--- REQUIREMENT ---
Reproduce every line of the rows below, including the requests, and scale each coordinate in the answers by a factor of 2.45, rounding to the nearest whole number with halves rounded up. Leave the numbers in the requests unchanged, and omit the pictures from your output.

--- RAW RECORDS ---

........

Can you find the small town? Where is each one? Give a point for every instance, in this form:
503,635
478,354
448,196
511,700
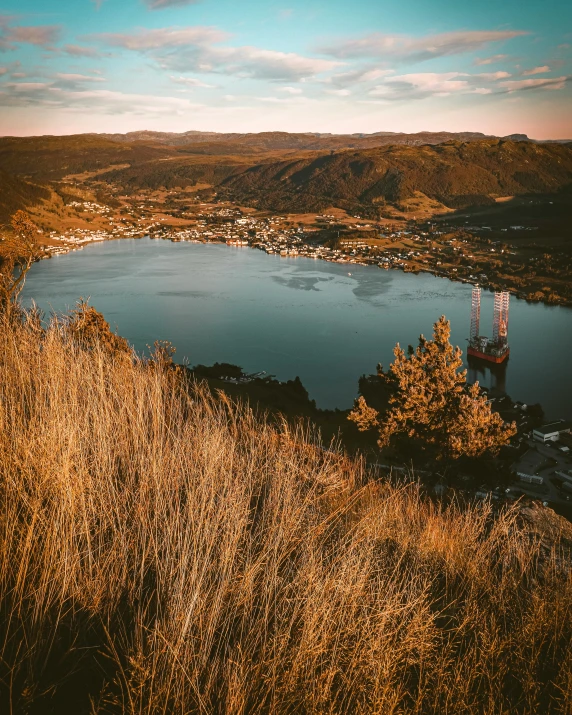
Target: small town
465,255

........

--- TASK RESULT ---
Can you find the small town? Where is each one? Give a point for every instance, in this form:
503,635
478,354
448,196
511,700
Target: small town
1139,625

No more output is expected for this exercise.